(PASSAGE TO READ):
CCRC Entry Fee Breakeven Calculator

Determine how long it takes a continuing care retirement community entrance fee to pay for itself. Input the upfront fee, ongoing service charges, and what a comparable rental and care package would cost to compare breakeven timing and long-term net savings after any refundable portion is returned.

One-time upfront payment required by the continuing care retirement community contract.
Recurring monthly fee covering housing, dining, and bundled care services.
Estimate of what a rental community plus equivalent care services would cost per month.
Portion of the entrance fee the contract promises to refund to you or your estate; defaults to 0% when blank.
How many years you plan to stay before evaluating net cost; defaults to 10 years.

Informational planning tool only. Review contract terms, refund policies, and financial projections with your advisor before entering a CCRC agreement.

Examples

  • $450,000 entrance fee, $4,100 monthly service, $6,200 comparable cost, 75% refundable, 12-year horizon ⇒ Non-refundable portion at risk: $112,500.00 USD (25.00% of the entrance fee). Monthly cost advantage vs renting: $2,100.00 USD. Breakeven on the entrance fee occurs after about 53.6 months (4.5 years). Total spend over 12 years including refund: CCRC $702,900.00 USD vs alternative $892,800.00 USD. Net savings: $189,900.00 USD.
  • $320,000 entrance fee, $5,200 monthly fee, $5,200 comparable cost, 50% refundable, 8-year horizon ⇒ Non-refundable portion at risk: $160,000.00 USD (50.00% of the entrance fee). Monthly cost advantage vs renting: $0.00 USD. Service fees exceed or match the comparable option—no breakeven from monthly savings. Total spend over 8 years including refund: CCRC $659,200.00 USD vs alternative $499,200.00 USD. Net savings: -$160,000.00 USD.

FAQ

Should I include medical inflation in the comparable cost?

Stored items
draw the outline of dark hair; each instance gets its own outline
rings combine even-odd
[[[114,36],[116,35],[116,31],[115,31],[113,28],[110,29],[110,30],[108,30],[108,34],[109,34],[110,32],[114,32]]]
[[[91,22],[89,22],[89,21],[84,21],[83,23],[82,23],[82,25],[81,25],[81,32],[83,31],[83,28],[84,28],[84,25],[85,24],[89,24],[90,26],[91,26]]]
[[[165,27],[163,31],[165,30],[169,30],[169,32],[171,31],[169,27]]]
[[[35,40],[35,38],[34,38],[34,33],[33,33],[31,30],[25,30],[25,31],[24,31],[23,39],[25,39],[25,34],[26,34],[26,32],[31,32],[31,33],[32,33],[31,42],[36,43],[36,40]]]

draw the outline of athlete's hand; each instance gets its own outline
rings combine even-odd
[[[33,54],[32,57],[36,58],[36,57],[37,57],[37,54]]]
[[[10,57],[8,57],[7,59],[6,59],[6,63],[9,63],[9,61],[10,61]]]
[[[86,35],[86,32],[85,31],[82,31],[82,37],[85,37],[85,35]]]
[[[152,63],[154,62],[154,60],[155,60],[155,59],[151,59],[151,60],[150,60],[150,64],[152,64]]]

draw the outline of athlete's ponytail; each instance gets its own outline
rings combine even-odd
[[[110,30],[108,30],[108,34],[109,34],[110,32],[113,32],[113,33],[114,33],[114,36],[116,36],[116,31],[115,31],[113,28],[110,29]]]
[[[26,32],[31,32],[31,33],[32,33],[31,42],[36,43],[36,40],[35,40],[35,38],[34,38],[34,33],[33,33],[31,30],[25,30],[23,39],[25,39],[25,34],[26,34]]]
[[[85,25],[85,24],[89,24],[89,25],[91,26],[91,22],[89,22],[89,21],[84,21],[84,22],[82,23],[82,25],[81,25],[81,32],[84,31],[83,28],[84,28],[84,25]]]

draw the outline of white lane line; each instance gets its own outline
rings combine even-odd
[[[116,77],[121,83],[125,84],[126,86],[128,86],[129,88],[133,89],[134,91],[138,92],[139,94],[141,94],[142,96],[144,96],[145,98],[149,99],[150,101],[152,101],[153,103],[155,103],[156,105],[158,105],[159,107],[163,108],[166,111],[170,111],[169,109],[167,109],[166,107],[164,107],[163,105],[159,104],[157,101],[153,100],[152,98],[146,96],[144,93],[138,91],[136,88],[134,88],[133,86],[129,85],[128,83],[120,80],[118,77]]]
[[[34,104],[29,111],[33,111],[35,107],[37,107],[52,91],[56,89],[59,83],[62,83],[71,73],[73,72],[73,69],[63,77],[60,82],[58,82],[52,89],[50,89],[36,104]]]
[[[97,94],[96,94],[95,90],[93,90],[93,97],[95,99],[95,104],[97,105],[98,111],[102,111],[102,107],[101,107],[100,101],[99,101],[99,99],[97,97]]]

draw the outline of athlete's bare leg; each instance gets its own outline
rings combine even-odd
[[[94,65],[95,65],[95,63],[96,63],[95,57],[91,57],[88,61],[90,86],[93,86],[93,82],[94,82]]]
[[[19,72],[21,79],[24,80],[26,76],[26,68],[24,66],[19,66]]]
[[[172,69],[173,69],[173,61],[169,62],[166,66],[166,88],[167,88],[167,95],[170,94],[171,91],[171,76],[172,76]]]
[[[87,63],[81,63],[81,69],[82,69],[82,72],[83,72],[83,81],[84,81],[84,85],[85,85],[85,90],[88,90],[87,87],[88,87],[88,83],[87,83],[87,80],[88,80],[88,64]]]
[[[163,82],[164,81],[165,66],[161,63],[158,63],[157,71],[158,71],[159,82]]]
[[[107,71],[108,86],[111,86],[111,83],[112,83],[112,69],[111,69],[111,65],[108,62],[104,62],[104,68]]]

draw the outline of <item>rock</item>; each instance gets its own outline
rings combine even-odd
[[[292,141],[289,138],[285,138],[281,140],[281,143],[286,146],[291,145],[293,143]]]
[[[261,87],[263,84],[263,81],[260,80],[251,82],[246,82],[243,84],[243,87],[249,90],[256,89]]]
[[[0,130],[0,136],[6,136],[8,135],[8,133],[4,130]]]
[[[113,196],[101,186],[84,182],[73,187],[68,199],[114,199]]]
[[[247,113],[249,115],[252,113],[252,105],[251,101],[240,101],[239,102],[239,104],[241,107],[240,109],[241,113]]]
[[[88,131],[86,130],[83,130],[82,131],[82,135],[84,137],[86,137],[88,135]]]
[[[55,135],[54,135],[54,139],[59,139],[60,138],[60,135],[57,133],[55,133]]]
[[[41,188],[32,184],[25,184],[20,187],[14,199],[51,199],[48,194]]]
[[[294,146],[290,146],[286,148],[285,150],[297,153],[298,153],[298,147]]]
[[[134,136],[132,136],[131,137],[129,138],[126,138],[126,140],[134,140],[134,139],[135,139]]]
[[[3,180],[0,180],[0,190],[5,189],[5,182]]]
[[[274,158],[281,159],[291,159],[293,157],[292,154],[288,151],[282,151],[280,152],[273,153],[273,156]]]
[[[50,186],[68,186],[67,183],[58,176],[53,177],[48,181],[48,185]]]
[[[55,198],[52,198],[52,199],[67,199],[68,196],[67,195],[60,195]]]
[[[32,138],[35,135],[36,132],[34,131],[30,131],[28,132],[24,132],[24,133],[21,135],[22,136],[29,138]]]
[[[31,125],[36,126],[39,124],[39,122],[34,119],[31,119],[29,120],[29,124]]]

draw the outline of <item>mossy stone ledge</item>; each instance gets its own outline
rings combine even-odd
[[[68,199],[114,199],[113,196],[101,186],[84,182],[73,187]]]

(QUESTIONS):
(1) On the CCRC calculator page, what value does the refundable portion take when that field is left blank?
(2) Quote the CCRC calculator page between "Recurring monthly fee" and "to 10 years.", inclusive.
(3) Write what comes next on the CCRC calculator page, picking up after its final line.
The stored items are not needed for this work.

(YOUR WRITTEN ANSWERS):
(1) It defaults to 0%.

(2)
Recurring monthly fee covering housing, dining, and bundled care services.
Estimate of what a rental community plus equivalent care services would cost per month.
Portion of the entrance fee the contract promises to refund to you or your estate; defaults to 0% when blank.
How many years you plan to stay before evaluating net cost; defaults to 10 years.

(3)
Yes. Build your best estimate of future rent and care costs into the comparable field so the breakeven reflects where prices are headed, not just today’s rates.

How do I handle refundable plans that require a unit resale?

Use the refundable percentage offered, but lengthen the analysis horizon to the typical resale timeline so your cash flow assumptions stay realistic.

Can I compare multiple CCRC contracts?

Run the calculator for each contract and compare breakeven timing plus net savings across identical horizons to highlight which structure fits your finances.

Does the tool consider tax implications?

No. Consult a tax professional about medical deductions or refund taxation before signing a contract.

Additional Information

  • Refundable percentage reduces the entrance fee at risk; confirm whether refunds are net of resale fees or paid on a resale schedule.
  • Monthly cost advantage compares the CCRC service fee to your alternative housing plus care estimate—update it annually to reflect rising costs.
  • Net savings subtract refundable entrance fee portions and service charges from the alternative over the selected horizon.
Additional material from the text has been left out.